* _What to do_: Exactly and only the lines from the one containing "the church spire" through the close of the entries below are to be set down.
▶
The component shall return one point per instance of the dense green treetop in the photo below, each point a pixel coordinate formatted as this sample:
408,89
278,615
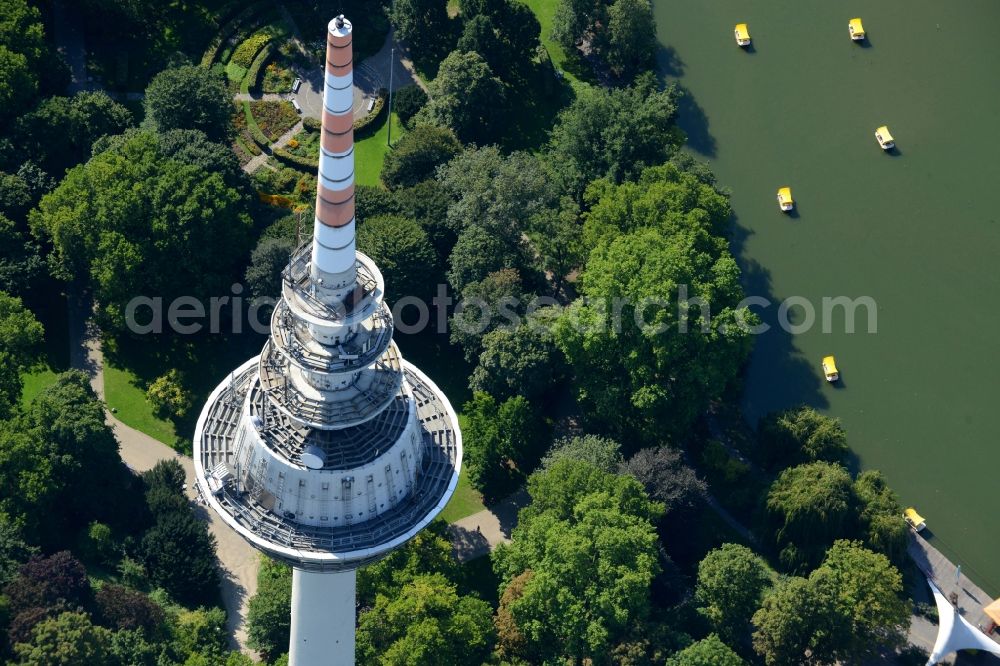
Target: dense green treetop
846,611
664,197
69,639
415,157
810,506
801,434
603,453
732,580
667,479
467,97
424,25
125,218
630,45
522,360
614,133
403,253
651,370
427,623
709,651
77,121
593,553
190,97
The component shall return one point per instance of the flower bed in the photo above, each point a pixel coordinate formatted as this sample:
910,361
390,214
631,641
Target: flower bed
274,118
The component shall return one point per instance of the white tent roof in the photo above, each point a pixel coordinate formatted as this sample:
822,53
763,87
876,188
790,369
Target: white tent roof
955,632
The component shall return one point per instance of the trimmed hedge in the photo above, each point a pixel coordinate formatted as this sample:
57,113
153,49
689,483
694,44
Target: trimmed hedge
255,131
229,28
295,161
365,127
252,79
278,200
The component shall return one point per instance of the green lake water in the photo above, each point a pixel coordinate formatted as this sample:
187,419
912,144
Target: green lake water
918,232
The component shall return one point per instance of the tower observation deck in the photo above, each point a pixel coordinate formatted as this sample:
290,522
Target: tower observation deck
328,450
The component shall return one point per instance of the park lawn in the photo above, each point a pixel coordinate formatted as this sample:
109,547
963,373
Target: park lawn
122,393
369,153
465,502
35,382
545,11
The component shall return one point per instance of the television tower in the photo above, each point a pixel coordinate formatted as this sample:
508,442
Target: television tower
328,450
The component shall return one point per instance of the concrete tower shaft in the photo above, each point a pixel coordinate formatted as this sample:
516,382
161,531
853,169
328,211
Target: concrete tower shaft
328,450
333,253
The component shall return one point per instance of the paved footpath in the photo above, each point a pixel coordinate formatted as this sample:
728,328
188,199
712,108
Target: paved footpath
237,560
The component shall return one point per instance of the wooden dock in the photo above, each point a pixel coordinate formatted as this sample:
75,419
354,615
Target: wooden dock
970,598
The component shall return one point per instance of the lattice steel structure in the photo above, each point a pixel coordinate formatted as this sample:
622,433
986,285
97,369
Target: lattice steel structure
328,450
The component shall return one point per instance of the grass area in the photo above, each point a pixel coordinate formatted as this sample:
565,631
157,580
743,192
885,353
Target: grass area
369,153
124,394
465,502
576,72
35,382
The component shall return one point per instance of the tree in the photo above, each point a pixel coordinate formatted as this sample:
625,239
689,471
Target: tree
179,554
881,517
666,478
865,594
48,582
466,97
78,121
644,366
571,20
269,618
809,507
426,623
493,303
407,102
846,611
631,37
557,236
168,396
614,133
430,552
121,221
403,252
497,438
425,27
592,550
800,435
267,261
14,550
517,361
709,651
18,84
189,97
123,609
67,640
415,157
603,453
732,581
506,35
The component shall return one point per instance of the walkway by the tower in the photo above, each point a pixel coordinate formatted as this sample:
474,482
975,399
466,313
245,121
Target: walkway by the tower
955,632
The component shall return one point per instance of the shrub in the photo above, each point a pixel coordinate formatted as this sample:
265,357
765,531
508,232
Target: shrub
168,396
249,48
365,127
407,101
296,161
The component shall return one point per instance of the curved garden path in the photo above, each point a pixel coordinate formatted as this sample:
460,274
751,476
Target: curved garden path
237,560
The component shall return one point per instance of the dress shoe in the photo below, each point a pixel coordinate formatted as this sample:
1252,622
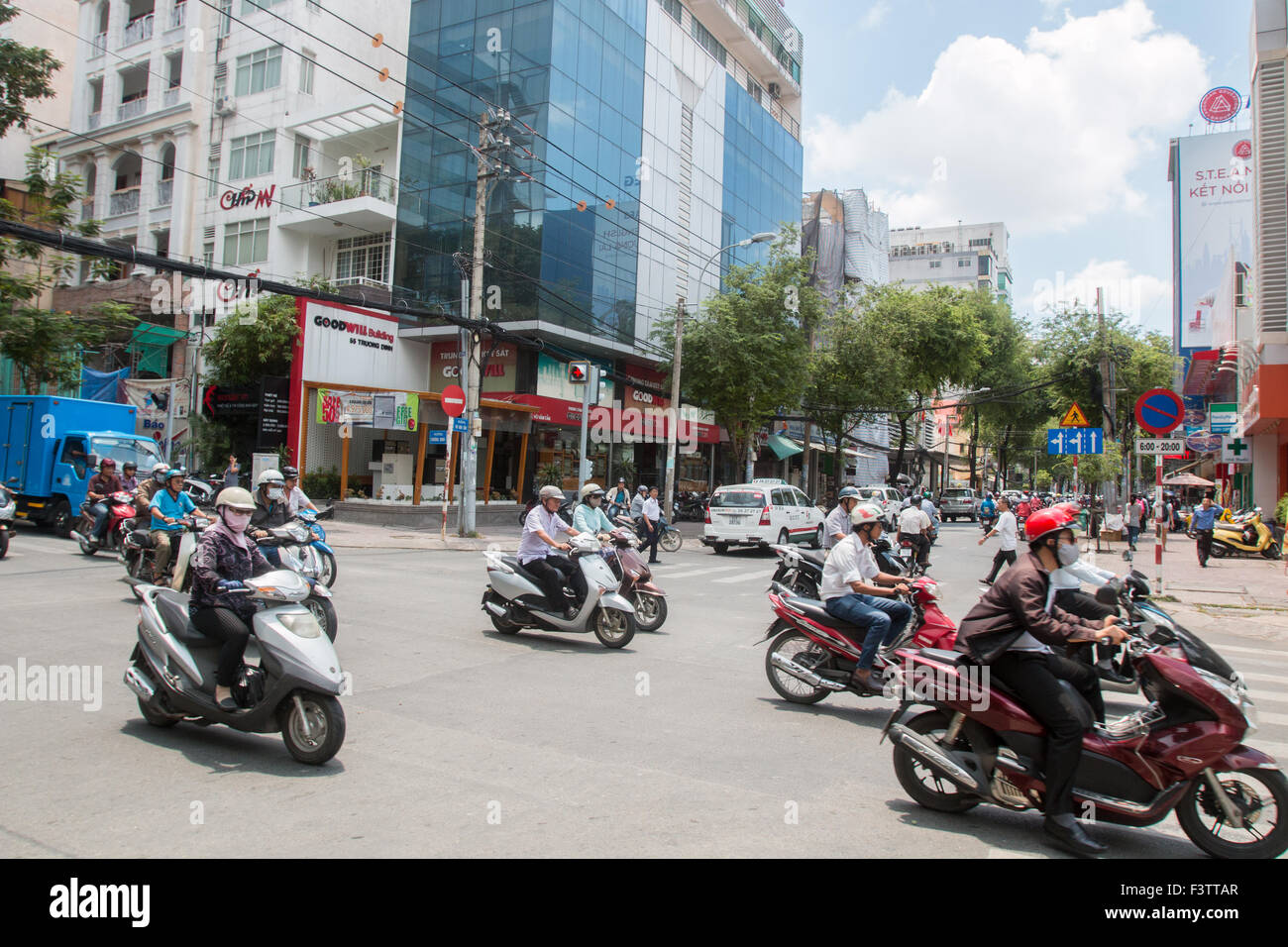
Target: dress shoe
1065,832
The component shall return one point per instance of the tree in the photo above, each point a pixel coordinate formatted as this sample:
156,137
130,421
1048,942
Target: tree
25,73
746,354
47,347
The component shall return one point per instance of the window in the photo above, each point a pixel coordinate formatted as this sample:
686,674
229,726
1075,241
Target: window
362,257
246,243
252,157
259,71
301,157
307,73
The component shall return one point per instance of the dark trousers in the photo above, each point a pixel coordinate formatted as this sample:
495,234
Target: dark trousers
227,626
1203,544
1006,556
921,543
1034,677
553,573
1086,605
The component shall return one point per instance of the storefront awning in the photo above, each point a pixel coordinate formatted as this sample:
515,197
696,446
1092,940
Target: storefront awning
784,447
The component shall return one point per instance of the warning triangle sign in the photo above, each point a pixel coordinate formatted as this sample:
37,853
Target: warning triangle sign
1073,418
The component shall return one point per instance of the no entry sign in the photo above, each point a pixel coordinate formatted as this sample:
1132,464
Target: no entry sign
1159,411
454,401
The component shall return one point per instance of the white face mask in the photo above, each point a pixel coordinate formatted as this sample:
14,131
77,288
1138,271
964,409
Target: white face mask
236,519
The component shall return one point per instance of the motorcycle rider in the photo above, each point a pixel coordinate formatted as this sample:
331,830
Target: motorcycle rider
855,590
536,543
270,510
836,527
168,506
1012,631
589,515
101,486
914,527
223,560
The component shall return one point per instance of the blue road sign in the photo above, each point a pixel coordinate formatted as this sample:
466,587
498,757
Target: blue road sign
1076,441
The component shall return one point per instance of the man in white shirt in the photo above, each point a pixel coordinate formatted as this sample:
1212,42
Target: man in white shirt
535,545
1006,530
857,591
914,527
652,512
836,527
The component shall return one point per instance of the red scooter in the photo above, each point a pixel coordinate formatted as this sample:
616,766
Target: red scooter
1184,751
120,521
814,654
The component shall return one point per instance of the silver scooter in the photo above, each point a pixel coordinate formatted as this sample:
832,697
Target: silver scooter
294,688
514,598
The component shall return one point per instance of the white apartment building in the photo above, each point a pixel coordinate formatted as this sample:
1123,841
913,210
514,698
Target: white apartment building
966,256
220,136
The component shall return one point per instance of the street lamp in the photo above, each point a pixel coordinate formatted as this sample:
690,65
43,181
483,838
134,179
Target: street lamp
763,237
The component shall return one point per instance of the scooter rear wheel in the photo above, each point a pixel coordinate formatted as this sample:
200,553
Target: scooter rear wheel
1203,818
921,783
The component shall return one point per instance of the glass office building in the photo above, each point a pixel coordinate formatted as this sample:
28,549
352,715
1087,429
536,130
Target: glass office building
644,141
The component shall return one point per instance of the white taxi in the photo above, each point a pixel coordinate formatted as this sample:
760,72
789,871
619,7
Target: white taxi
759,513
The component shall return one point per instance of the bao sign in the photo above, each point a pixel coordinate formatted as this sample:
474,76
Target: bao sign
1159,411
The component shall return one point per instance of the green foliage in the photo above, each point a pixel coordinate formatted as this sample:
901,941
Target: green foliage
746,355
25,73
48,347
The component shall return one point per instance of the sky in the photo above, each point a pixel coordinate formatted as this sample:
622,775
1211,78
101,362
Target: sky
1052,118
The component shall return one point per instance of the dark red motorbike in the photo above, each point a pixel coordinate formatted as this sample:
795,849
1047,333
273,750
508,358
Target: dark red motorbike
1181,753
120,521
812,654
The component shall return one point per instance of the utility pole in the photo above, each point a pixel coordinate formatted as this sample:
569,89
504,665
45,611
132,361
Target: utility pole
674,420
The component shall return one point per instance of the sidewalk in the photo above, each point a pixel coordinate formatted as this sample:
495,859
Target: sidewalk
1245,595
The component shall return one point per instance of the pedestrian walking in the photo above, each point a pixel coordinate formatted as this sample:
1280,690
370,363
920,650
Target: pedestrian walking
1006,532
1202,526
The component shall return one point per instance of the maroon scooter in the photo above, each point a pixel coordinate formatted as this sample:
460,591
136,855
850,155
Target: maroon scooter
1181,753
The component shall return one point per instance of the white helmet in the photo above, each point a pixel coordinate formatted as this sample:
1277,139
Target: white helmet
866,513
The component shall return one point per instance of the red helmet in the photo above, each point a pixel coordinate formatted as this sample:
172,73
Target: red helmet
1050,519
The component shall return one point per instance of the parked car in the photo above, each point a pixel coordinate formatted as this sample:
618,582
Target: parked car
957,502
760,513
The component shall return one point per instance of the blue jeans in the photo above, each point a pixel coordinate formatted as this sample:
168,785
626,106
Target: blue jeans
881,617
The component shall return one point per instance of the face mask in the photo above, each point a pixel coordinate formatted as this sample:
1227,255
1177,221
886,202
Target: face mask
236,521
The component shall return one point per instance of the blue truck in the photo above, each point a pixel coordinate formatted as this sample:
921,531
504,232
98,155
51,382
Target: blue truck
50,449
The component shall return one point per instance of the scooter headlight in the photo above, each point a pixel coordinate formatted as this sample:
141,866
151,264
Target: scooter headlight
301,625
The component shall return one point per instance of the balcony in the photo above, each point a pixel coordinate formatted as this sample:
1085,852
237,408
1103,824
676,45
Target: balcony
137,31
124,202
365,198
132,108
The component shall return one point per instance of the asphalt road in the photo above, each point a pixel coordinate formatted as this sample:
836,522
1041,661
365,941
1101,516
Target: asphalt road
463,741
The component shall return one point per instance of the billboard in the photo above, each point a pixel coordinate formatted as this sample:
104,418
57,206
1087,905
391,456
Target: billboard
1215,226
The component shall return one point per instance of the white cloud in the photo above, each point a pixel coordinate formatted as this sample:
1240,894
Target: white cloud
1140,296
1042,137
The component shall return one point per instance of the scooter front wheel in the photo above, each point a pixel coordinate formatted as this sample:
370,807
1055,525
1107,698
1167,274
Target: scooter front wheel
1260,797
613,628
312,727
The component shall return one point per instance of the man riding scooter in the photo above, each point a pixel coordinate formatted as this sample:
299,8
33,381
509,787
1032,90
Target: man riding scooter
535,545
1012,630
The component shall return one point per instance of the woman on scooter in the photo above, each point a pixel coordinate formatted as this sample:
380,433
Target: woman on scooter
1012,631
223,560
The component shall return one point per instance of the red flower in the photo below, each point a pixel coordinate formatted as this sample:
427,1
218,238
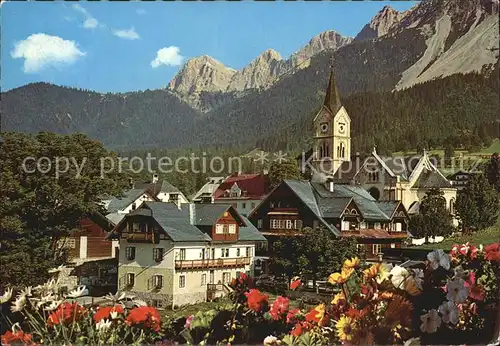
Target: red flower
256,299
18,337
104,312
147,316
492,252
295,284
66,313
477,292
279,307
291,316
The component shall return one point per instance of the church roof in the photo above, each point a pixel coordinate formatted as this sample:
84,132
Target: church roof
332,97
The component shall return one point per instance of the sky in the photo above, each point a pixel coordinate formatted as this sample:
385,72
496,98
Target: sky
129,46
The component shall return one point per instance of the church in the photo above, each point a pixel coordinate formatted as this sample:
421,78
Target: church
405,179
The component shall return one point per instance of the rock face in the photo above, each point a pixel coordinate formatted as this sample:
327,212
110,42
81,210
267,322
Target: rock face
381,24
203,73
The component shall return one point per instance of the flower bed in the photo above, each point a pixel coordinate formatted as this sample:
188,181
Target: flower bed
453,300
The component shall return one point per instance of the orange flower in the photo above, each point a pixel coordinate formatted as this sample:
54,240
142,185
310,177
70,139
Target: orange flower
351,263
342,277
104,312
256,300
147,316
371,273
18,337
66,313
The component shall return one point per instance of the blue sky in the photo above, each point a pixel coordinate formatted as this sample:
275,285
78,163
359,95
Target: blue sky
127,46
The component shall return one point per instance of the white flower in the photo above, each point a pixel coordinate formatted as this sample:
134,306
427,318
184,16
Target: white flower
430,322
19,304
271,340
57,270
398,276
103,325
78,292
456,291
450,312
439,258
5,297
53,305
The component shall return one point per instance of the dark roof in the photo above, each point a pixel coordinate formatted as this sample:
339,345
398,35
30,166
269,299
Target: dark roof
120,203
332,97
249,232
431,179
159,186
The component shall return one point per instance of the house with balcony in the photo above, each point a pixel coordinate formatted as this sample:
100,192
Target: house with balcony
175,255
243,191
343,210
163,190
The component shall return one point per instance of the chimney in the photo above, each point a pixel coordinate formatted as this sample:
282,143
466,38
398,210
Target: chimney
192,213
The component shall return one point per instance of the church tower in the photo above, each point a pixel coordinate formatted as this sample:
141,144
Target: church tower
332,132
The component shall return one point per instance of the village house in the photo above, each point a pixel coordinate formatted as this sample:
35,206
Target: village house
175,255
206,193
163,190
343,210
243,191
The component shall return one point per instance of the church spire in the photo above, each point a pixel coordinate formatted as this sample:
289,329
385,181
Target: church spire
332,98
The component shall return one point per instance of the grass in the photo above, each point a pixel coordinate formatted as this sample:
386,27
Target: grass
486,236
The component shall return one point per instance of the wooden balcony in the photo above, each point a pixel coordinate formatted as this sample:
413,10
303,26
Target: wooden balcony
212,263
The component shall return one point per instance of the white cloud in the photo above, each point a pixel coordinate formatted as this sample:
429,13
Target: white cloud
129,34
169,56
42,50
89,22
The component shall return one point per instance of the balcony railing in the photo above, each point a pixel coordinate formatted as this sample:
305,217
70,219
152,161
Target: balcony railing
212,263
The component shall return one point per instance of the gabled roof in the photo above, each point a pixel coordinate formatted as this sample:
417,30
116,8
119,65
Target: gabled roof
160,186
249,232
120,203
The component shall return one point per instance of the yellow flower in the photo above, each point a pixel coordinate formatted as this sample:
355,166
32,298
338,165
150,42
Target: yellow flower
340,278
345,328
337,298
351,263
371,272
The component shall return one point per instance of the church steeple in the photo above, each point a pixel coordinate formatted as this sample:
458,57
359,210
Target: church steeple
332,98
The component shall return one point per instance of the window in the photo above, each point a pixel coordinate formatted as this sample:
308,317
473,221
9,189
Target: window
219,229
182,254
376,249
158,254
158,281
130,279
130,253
◀
* _Solution to this task_:
The component shall return one point per instance of the church spire in the photo above, each point a pixel coordinate formatted as this sample:
289,329
385,181
Target: church spire
332,98
The component shall return one point per instance of the grass in the photo above, each point a pixel coordinate formatted as this sample:
386,27
Target: grass
486,236
The component shall return one point per instance of the wooden balcony in the photo above, each point a pixel coordinate formatted as this sample:
413,10
303,26
Target: wooden balcony
212,263
The component shall return one point per instance of the white cloud in the photo above, each point a pixel coordinate formatted as this sample:
429,13
Target: white cloud
129,34
169,56
42,50
89,22
The component shall return one point per instance of the balcony railing in the photo above, each point a pixel coordinate formatted as this sample:
305,217
70,219
152,161
Target: balcony railing
212,263
The component shall return one point per instance of the gabled roof in the photo above, each point a pixel coordinate formatted as this sample:
417,30
116,8
119,65
Target: gabled roof
160,186
249,232
120,203
The component shall return one point per instance of the yellow flower in the photo above, each point a pixel coordinate formatted as this sample:
355,166
32,298
338,165
150,42
Target: yellow flower
340,278
345,328
337,298
351,263
371,272
The component shall return one point per instance of the church steeple in the photo above, each point a pixel coordinate formatted as this sample:
458,57
359,210
Target: church steeple
332,98
The component shall return one point per instance of the window in the photo above, each point a pixel coordinate formatted as this sample:
308,317
473,221
9,189
Target: window
219,229
182,254
376,249
158,254
158,281
130,279
130,253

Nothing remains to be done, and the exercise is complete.